:: WHAT THE TASK REQUIRES ::
Rewrite the records below with every "instance" changed to "occurrence", leaving all other text unchanged.

:: DATA IN THIS EXERCISE ::
================================

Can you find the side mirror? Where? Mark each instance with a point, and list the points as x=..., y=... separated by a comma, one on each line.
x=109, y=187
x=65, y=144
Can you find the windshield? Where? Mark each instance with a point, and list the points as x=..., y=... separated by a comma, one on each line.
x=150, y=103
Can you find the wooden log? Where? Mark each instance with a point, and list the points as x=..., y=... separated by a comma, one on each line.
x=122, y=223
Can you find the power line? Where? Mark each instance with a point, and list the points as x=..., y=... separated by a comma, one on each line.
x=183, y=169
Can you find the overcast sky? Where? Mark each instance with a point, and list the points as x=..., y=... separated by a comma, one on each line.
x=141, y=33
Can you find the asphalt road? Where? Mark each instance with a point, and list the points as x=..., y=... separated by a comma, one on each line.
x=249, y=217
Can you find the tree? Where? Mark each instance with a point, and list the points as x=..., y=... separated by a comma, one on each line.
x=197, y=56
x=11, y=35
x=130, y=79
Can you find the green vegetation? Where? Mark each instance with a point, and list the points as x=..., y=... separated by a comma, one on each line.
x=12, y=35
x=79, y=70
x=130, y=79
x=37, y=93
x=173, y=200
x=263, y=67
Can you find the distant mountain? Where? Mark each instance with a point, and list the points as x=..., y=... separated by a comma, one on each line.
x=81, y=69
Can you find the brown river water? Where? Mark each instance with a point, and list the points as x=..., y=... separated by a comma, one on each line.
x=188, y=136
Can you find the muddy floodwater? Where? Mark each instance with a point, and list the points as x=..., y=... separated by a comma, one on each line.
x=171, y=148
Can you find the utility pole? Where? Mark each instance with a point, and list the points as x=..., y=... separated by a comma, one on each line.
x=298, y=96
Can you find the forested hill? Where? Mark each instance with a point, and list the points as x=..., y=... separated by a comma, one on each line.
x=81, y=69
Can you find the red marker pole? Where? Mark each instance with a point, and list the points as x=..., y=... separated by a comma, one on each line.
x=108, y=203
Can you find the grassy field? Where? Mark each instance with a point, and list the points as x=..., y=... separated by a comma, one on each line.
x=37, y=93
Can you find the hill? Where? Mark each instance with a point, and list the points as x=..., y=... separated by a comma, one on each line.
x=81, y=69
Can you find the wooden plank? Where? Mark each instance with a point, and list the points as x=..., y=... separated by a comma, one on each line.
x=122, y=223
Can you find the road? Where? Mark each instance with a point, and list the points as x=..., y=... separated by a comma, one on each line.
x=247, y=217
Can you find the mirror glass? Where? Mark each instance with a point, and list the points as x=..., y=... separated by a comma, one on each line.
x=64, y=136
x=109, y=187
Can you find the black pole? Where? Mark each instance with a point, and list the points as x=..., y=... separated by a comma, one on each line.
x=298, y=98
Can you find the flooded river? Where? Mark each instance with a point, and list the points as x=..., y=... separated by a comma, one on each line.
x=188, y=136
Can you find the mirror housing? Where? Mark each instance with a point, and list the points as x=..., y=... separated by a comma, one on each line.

================================

:: WRITTEN SOLUTION ::
Can you find the side mirror? Where? Mark each occurrence with a point, and list the points as x=..., y=... separated by a comma, one on each line.
x=109, y=187
x=65, y=144
Can you find the windshield? Where? Mark each occurrence with a point, and list the points as x=..., y=... separated by a comma, one on each line.
x=150, y=103
Can you find the wooden log? Where? Mark each occurrence with a point, and list the points as x=..., y=... separated by a comma, one on each line.
x=122, y=223
Can you find the power line? Where? Mark each occurrence with a point, and list the points as x=..., y=... separated by a comma, one on each line.
x=183, y=169
Can you find the overcast sky? Where? Mark each occurrence with a point, and list the points as x=..., y=... separated by a comma, one on each line.
x=141, y=33
Can you find the asphalt road? Where? Mark each occurrence with a point, and list the points as x=..., y=... separated by a comma, one on each line.
x=249, y=217
Can you find the tree? Where? Mark each occurrence with a point, and list the points as x=..., y=... separated by a comma, one on each line.
x=197, y=56
x=11, y=35
x=130, y=79
Can you find the green vegetation? Where? Mark each occurrence with a point, and list the points as x=..., y=... separated by a comma, one on each line.
x=12, y=35
x=79, y=70
x=130, y=79
x=37, y=93
x=173, y=200
x=263, y=67
Can you find the distant mountain? Where? Mark each occurrence with a point, and list the points as x=..., y=... separated by a comma, one on each line.
x=81, y=69
Can you find the brown river water? Where? Mark each occurrence with a point, and list the points as x=..., y=... separated by a comma, one on each line.
x=188, y=136
Can you find the muddy floodwater? Where? Mark each occurrence with a point, and list the points as x=..., y=... separated by a comma, one on each line.
x=171, y=148
Can you find the utility pole? Where? Mark each occurrence with a point, and list the points as x=..., y=... separated by a comma, one on each line.
x=298, y=96
Can you find the forested hill? Where? Mark each occurrence with a point, and list the points as x=..., y=... separated by a comma, one on each line.
x=81, y=69
Can you find the red marker pole? Where? Mark each occurrence with a point, and list the points as x=..., y=... separated by a comma, one on each line.
x=108, y=203
Can you find the grassy field? Where? Mark each occurrence with a point, and list the points as x=..., y=... separated by a comma, one on each line.
x=37, y=93
Can you find the hill? Where? Mark each occurrence with a point, and list the points as x=..., y=... separated by a comma, one on each line.
x=81, y=69
Can you find the wooden plank? Where? Mark each occurrence with a point, and list the points as x=..., y=... separated by a comma, one on each line.
x=122, y=223
Can you find the road? Where? Mark each occurrence with a point, and list the points as x=..., y=... separated by a comma, one on each line.
x=247, y=217
Can you find the mirror glass? Where? Mark each occurrence with a point, and list the points as x=..., y=... separated by a comma, one on each line.
x=64, y=136
x=109, y=187
Can you find the black pole? Where? Mark each occurrence with a point, and list the points as x=..., y=... separated by a comma, one on each line.
x=298, y=98
Can you find the flooded river? Where? Mark each occurrence with a point, and list the points as x=..., y=... separated by a comma, one on each line.
x=188, y=136
Can you find the mirror housing? Where? Mark each occurrence with a point, and list the points as x=..., y=... separated by a comma, one on each line.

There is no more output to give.